> **Task statement**: Please tally every line in the listing below where the word "yellow" appears, then give the number and nothing more.

> **Records supplied**:

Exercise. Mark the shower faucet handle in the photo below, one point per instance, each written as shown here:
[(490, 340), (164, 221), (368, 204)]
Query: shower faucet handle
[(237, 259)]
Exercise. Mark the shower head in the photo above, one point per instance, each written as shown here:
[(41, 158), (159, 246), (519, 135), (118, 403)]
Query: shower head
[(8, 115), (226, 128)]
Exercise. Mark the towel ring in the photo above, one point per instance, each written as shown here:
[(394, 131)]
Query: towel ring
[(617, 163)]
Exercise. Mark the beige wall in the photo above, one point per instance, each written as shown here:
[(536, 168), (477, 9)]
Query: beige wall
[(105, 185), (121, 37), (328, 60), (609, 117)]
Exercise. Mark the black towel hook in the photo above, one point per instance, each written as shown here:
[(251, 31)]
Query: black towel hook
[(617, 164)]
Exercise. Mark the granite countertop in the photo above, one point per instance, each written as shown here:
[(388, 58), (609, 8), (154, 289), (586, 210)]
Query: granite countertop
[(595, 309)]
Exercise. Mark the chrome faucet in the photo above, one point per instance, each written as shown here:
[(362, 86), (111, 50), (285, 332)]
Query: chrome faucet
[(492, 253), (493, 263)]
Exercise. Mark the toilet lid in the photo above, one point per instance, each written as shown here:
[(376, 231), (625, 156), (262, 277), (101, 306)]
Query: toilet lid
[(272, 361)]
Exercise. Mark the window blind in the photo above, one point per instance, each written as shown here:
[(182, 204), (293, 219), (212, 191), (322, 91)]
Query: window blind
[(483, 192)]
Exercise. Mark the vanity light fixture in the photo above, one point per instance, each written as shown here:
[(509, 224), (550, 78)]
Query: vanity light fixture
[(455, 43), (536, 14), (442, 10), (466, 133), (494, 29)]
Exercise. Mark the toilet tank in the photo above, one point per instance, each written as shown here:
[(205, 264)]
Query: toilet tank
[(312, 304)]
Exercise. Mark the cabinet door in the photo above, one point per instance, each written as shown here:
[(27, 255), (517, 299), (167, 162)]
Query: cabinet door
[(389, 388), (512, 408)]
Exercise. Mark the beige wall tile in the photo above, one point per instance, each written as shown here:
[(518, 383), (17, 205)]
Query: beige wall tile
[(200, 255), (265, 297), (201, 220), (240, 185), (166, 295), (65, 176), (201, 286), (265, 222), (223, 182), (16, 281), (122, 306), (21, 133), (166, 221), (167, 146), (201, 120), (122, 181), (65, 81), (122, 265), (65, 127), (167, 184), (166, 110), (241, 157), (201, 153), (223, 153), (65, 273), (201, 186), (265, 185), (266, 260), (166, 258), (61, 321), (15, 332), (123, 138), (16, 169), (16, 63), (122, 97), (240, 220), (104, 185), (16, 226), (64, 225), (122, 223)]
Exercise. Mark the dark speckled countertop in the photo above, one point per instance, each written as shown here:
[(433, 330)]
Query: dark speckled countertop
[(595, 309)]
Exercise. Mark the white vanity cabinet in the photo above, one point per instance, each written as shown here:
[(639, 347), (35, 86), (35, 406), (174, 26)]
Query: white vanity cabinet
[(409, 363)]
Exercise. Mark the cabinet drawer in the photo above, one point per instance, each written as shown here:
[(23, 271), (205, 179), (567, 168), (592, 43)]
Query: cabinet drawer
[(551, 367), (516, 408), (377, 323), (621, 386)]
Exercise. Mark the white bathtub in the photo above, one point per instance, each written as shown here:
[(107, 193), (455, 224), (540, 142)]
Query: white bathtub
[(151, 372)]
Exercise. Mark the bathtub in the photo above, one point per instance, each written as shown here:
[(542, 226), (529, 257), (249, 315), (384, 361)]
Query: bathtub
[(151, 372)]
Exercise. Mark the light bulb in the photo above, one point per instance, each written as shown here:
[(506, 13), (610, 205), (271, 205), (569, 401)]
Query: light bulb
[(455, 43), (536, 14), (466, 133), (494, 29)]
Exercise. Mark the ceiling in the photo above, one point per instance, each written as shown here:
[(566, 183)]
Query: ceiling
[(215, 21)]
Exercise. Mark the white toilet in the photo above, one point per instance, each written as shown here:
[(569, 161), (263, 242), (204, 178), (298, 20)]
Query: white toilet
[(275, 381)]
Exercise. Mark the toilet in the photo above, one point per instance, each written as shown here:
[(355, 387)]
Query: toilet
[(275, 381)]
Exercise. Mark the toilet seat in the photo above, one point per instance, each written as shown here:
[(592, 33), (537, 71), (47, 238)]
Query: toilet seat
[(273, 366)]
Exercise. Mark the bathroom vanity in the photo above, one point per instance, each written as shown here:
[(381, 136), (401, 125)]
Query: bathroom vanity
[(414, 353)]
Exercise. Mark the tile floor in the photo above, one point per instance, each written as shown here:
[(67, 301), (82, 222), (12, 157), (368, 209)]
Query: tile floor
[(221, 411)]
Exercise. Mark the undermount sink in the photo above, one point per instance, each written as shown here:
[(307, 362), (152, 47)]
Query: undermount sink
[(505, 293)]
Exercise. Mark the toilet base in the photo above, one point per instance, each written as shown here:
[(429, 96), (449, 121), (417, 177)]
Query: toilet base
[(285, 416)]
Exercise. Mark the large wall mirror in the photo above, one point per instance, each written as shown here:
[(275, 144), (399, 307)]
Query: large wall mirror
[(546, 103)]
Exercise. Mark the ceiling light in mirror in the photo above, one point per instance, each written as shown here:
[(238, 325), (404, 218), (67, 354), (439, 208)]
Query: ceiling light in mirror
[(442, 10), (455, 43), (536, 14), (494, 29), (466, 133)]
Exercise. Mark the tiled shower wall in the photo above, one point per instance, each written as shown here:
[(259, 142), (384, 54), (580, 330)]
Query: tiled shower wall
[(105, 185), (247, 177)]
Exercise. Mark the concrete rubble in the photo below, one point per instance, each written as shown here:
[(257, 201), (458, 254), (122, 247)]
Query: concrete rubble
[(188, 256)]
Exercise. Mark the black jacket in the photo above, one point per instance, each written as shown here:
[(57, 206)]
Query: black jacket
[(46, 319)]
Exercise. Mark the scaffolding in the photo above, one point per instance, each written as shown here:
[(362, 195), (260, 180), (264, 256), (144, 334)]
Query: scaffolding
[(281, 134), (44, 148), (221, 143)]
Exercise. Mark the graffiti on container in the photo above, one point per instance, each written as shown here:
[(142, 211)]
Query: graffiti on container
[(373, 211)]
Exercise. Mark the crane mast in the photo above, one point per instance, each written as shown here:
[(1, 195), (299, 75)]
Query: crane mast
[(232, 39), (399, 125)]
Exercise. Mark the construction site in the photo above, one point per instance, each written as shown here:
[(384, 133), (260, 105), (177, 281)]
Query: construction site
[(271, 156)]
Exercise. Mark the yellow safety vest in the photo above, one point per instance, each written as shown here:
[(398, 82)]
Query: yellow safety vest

> **Final answer**: 2